Weshalb sieht man eigentlich kaum schwarze Schauspieler und Schauspielerinnen auf deutschsprachigen Bühnen? Die junge afrodeutsche Regisseurin Anta Helena Recke legte mit einem Theaterprojekt in München den Finger mitten in diese Wunde.


Moses Leo, Isabelle Redfern und Victor Asamoah (von links) in der Inszenierung von „Mittelreich“.
Anta Helena Recke, geboren in München, arbeitete am Berliner GRIPS Theater im Bereich Theaterpädagogik bevor sie 2011 das Studium der Szenischen Künste an der Universität Hildesheim aufnahm. In dessen Verlauf entwickelte sie verschiedene transdisziplinäre Performances und musik-kuratorische Projekte, wie zum Beispiel im Rahmen ihrer künstlerischen Ko-Leitung des transeuropa-Festivals 2015. Als Performerin und Assistentin in der ,,freien Szene” hat sie u. a. mit Gintersdorfer/Klaßen und Ana Borralho & João Galante zusammengearbeitet. In der Spielzeit 2015/16 und 2016/17 war sie als Regieassistentin an den Münchner Kammerspielen tätig, wo sie u. a. mit Susanne Kennedy, Philippe Quesne, Nicolas Stemann und Amir Reza Koohestani zusammenarbeitete.

Immer wieder hat sie sich gefragt, wie es sein kann, dass das Ensemble eines so großen, traditionellen Schauspielhauses ausschließlich weiß ist. „Das ist eine sehr laute Abwesenheit, sagt sie, „die aber niemandem aufzufallen scheint“.

Für ihre Abschlussarbeit hat sich die 29-Jährige Gedanken gemacht, wie sie dieses Fehlen von schwarzen Schauspielern sichtbar machen kann.
Die Idee ist so verblüffend wie einfach: Anta Helena Recke hat eine bestehende Inszenierung genommen, sie bis ins Detail kopiert, aber ausschliesslich mit schwarzen Schauspielern und Schauspielerinnen besetzt.

Bayrische Realität in Schwarz

„Mittelreich“ nach dem Roman von Joseph Bierbichler (Regie: Anna-Sophie Mahler) war 2015 eine der erfolgreichsten Inszenierungen der Münchner Kammerspiele. Sie erzählt eine bayrische Familiengeschichte über drei Generationen hinweg und verschneidet diese mit Brahms „Deutschem Requiem“.

| Gespeicherte Daten |
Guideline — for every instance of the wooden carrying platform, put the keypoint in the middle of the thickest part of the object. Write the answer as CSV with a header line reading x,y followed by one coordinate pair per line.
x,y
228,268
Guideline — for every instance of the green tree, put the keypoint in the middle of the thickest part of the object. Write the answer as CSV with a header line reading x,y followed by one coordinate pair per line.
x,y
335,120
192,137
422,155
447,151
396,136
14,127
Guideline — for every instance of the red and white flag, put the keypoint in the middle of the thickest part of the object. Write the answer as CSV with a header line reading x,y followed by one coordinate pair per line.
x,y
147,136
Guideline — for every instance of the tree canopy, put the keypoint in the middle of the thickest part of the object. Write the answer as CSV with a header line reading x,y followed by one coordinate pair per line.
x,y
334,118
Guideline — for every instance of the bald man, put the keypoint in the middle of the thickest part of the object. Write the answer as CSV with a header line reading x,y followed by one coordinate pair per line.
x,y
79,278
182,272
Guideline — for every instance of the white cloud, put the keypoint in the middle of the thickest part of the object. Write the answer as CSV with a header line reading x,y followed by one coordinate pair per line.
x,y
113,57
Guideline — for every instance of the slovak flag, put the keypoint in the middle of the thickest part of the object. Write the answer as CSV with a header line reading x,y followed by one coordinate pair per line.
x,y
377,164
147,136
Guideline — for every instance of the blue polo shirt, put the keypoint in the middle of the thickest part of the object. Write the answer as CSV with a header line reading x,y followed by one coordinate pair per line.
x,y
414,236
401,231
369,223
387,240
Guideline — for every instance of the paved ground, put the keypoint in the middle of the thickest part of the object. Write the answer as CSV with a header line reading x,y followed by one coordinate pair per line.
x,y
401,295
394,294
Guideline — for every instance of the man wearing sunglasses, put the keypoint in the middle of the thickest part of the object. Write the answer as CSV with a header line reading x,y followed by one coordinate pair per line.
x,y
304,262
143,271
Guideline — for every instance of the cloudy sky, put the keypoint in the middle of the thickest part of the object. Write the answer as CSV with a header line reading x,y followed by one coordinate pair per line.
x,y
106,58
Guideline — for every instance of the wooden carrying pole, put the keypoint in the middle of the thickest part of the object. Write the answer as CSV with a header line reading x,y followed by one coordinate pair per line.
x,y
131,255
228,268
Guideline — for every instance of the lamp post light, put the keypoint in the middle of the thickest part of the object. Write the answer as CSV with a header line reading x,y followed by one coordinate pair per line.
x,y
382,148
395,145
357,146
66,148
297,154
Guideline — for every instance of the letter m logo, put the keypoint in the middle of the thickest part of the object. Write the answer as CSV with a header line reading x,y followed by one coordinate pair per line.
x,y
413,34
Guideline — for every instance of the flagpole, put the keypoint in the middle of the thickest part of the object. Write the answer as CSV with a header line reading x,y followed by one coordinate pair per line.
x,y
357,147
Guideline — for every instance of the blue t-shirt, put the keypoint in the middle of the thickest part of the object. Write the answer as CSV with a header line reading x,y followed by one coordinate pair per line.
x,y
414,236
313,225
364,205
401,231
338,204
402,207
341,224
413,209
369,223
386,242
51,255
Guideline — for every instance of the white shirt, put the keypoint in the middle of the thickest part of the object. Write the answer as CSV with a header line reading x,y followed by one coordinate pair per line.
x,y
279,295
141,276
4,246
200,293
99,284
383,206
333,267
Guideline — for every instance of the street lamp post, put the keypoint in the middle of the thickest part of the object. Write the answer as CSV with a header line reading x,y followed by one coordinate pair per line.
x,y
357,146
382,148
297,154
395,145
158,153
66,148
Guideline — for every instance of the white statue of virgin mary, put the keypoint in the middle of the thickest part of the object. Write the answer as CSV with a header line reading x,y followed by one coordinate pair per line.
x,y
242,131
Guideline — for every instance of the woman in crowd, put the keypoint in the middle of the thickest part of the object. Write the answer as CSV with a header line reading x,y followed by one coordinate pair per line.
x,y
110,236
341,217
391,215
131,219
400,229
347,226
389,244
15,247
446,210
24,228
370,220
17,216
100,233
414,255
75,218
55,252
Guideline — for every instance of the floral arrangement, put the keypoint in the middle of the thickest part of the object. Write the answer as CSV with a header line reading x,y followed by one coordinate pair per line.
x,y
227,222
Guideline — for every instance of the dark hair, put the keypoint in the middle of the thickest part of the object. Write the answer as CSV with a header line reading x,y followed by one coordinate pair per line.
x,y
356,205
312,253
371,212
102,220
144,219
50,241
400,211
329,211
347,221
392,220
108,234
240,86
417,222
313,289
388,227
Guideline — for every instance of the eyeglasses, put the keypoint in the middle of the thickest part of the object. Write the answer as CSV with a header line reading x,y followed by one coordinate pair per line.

| Auszuführende Aufgaben |
**a)** Fasse den Text über Anta Helena Recke in zwei Sätzen zusammen.
**b)** Schreib aus dem Text über Anta Helena Recke den Abschnitt zwischen „Für ihre Abschlussarbeit“ und „und Schauspielerinnen besetzt.“ einschließlich wortgetreu ab.

| Ergebnisse |
**a)** Die afrodeutsche Regisseurin Anta Helena Recke, die unter anderem als Regieassistentin an den Münchner Kammerspielen arbeitete, fragte sich immer wieder, warum das Ensemble eines so großen, traditionellen Schauspielhauses ausschließlich weiß ist. Um dieses Fehlen sichtbar zu machen, kopierte sie für ihre Abschlussarbeit eine bestehende Inszenierung bis ins Detail, besetzte sie aber ausschließlich mit schwarzen Schauspielern und Schauspielerinnen.

**b)**
Für ihre Abschlussarbeit hat sich die 29-Jährige Gedanken gemacht, wie sie dieses Fehlen von schwarzen Schauspielern sichtbar machen kann.
Die Idee ist so verblüffend wie einfach: Anta Helena Recke hat eine bestehende Inszenierung genommen, sie bis ins Detail kopiert, aber ausschliesslich mit schwarzen Schauspielern und Schauspielerinnen besetzt.